Recorded information -
......

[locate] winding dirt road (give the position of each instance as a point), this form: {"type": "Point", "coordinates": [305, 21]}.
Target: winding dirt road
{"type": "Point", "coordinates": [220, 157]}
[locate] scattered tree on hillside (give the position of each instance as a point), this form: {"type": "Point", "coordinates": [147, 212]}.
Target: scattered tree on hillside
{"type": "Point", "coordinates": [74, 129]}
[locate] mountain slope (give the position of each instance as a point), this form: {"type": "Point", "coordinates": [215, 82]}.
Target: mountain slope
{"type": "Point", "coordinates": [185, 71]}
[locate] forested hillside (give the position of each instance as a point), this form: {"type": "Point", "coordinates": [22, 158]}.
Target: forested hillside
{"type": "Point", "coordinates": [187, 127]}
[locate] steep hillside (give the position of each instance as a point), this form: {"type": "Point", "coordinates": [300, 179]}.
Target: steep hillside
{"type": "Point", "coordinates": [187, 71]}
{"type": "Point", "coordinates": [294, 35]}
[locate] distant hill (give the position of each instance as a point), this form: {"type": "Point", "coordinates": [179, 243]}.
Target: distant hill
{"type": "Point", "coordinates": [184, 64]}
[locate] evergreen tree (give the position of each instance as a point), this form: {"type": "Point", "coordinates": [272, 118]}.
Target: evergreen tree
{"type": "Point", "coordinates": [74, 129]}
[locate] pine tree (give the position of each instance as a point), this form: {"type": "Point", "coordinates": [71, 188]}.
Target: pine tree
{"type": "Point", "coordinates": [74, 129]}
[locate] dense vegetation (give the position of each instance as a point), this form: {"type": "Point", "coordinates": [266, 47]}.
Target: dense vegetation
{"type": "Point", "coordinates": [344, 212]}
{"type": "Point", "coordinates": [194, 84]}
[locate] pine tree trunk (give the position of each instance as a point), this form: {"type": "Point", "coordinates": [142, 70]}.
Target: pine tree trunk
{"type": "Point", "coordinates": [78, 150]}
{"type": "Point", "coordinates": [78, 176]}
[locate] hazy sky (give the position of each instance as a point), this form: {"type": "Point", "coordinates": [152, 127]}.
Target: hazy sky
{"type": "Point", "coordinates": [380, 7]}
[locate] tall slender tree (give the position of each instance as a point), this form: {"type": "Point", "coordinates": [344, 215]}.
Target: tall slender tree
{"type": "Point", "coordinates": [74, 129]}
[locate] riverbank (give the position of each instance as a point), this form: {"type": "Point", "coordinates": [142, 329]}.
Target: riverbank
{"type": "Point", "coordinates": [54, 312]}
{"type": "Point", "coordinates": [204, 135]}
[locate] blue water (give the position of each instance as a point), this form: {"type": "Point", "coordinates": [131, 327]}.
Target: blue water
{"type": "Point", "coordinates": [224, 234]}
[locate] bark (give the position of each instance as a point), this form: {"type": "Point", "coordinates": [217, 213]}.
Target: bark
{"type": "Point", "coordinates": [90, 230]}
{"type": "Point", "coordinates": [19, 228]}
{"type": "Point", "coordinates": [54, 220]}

......

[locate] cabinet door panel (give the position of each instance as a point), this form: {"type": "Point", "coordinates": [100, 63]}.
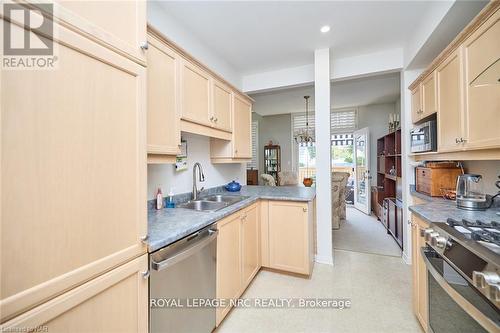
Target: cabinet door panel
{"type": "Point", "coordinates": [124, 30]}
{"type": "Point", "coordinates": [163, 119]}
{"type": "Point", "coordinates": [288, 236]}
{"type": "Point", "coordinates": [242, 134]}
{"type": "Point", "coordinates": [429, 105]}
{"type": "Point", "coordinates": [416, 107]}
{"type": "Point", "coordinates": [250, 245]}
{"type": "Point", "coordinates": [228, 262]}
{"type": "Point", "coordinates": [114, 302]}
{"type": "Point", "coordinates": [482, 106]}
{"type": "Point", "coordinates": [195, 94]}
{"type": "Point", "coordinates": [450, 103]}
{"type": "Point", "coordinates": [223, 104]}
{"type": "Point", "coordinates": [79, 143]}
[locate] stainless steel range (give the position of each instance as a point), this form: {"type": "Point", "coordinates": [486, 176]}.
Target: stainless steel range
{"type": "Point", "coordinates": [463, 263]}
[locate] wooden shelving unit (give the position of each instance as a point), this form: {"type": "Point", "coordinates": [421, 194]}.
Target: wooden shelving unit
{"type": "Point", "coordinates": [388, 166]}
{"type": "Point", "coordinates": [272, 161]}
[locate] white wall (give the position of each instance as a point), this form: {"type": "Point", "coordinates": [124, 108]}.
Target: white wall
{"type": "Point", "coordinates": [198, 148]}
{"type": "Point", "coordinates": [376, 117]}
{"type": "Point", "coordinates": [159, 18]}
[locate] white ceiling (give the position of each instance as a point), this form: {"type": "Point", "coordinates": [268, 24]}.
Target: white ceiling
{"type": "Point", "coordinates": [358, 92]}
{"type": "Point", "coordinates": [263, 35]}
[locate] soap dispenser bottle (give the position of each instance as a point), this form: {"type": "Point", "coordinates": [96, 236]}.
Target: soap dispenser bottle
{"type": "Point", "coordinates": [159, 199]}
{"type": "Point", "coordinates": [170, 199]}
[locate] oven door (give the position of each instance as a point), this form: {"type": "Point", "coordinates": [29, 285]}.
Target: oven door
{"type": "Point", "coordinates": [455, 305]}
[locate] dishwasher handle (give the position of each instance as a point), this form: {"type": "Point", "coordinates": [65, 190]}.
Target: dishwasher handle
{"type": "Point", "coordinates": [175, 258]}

......

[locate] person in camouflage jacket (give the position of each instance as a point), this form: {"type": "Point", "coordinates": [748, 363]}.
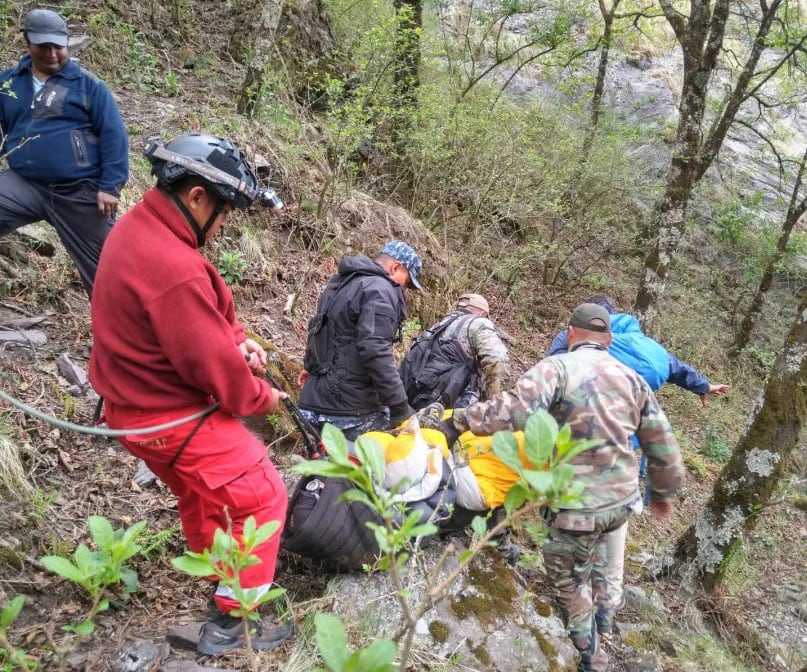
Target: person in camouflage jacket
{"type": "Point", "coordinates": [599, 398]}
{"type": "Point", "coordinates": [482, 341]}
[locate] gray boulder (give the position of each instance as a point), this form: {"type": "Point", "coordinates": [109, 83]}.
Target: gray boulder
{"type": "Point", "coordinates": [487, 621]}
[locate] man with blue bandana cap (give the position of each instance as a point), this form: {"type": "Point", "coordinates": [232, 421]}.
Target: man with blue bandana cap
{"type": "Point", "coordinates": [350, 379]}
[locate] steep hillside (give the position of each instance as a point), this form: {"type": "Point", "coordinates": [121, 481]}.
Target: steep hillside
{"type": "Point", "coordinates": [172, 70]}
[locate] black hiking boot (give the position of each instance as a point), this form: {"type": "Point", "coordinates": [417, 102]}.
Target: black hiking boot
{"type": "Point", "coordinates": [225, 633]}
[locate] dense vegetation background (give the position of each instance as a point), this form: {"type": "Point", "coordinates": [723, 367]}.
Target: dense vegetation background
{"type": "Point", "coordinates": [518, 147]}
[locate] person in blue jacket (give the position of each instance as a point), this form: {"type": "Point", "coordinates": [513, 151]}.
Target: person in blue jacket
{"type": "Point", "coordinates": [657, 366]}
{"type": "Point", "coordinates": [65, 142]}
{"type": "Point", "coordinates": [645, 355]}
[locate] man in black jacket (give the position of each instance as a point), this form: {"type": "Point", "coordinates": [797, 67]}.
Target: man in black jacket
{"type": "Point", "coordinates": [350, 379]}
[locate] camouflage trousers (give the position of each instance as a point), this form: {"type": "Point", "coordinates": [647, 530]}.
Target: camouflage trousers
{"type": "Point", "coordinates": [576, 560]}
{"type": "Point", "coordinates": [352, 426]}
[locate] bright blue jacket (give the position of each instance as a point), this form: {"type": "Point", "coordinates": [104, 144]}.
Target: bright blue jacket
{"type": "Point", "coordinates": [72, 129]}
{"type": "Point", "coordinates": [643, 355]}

......

Work instructions - How many lines of the items above contain the string "steel", with case counting? Reply with the number alone.

Solution - 2